→ What to do
Reproduce every line of the material below, requests included, adding 42 to each number in the answer coordinates but not to the numbers in the requests or their format samples. Omit the pictures.

Start of The data

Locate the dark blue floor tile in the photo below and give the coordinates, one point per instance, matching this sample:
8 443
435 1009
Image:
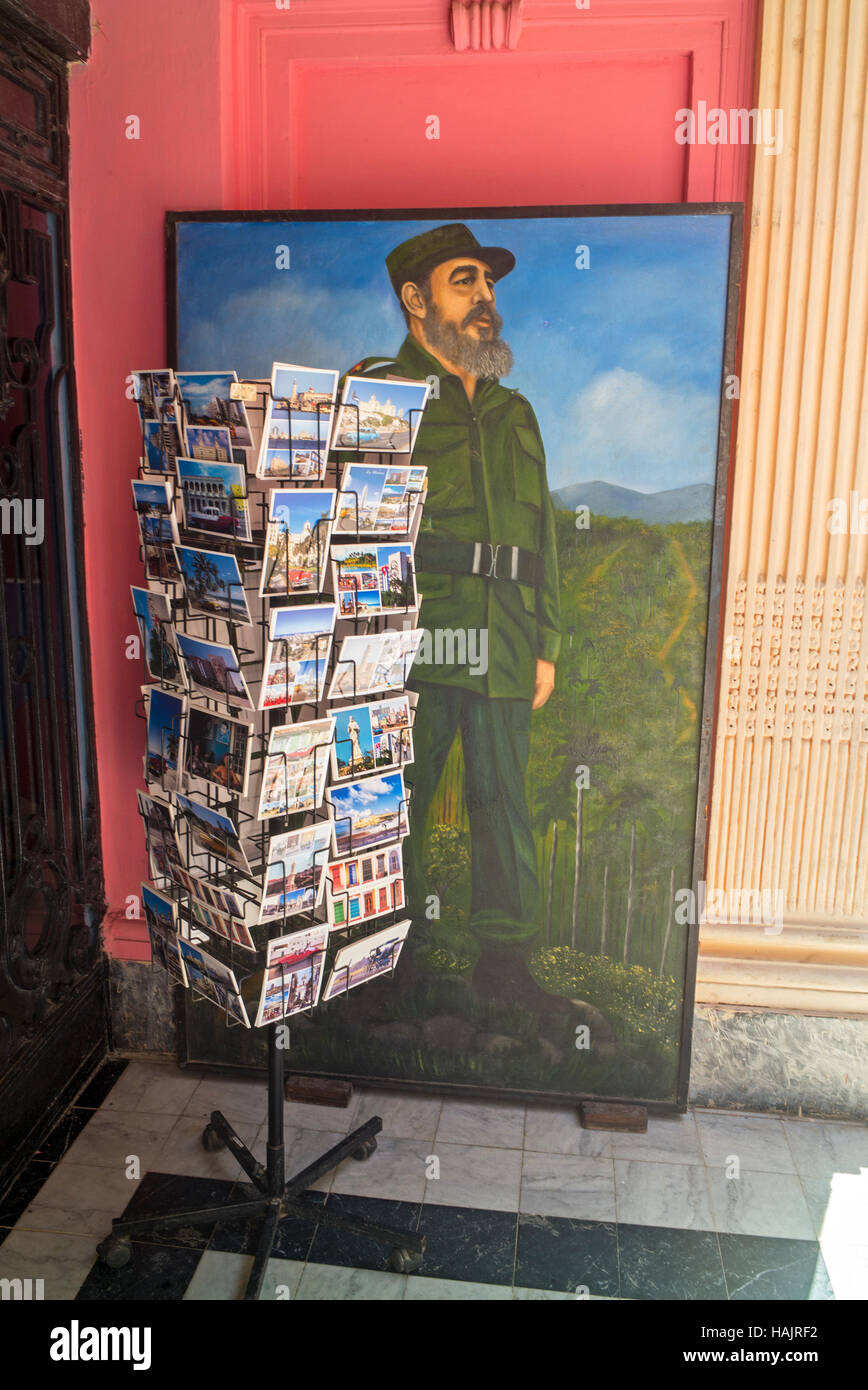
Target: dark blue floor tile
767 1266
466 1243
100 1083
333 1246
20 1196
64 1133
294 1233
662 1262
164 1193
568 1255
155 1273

End of The data

→ Solution to this problem
Locate the dark blue floor tile in the photo below and give the coordinates, one point per instance, matching this sample:
8 443
435 1009
Image:
Target: dark blue floor tile
809 1308
508 1285
142 1125
375 1288
62 1238
106 1175
336 1275
704 1304
206 1235
610 1297
197 1315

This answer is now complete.